§ EXTRAIT DU DOCUMENT
____
J’interrompt ma lecture devant l’arrivée du café, accompagné d’une de ces amandes enrobées de chocolat qui complètent si bien le goût du petit noir.

Je poursuis l’article avec la « transition nutritionnelle » que connaissent tous les pays émergents lorsqu’ils accèdent à une nourriture plus riche et calorique, et qui s’accompagne toujours de grands problèmes d’obésité. En somme pour être svelte il fallait surtout éviter de sortir d’un milieu pauvre qui avait soudain accès à la nourriture trop riche des nouveaux riches. Il valait mieux rester pauvre… ou riche. Comment ne pas donner raison aux conservateurs?
____
§ RELEVÉ DES ITEMS
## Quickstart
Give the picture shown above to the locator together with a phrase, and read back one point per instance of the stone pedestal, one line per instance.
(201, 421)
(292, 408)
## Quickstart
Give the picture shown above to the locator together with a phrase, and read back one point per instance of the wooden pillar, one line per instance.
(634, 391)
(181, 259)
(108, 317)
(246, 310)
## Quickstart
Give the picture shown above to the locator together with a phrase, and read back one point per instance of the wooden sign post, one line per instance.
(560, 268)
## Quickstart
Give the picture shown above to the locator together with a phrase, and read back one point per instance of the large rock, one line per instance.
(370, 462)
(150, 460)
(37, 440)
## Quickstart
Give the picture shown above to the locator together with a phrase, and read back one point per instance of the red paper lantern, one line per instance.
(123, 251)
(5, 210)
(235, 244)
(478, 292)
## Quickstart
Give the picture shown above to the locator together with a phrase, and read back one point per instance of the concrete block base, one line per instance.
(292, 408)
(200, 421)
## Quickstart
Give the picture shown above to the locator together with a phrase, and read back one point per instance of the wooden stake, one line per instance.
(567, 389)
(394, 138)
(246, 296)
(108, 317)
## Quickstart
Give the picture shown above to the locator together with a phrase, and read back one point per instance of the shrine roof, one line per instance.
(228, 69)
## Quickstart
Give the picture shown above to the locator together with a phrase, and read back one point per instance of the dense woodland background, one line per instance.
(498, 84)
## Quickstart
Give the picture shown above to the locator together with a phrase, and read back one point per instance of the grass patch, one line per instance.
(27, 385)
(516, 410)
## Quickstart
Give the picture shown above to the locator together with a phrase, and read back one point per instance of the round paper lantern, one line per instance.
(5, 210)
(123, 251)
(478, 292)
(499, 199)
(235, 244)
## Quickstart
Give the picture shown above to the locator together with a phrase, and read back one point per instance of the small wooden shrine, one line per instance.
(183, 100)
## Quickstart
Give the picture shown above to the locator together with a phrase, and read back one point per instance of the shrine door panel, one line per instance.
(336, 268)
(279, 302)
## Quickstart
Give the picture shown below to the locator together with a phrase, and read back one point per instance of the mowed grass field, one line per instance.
____
§ TÂCHE À RÉALISER
Énumérez tous les aliments et boissons que nomme la première phrase de l'extrait. Les items sont sans rapport avec l'extrait.

§ RÉSULTAT CI-DESSOUS
café, amandes, chocolat, petit noir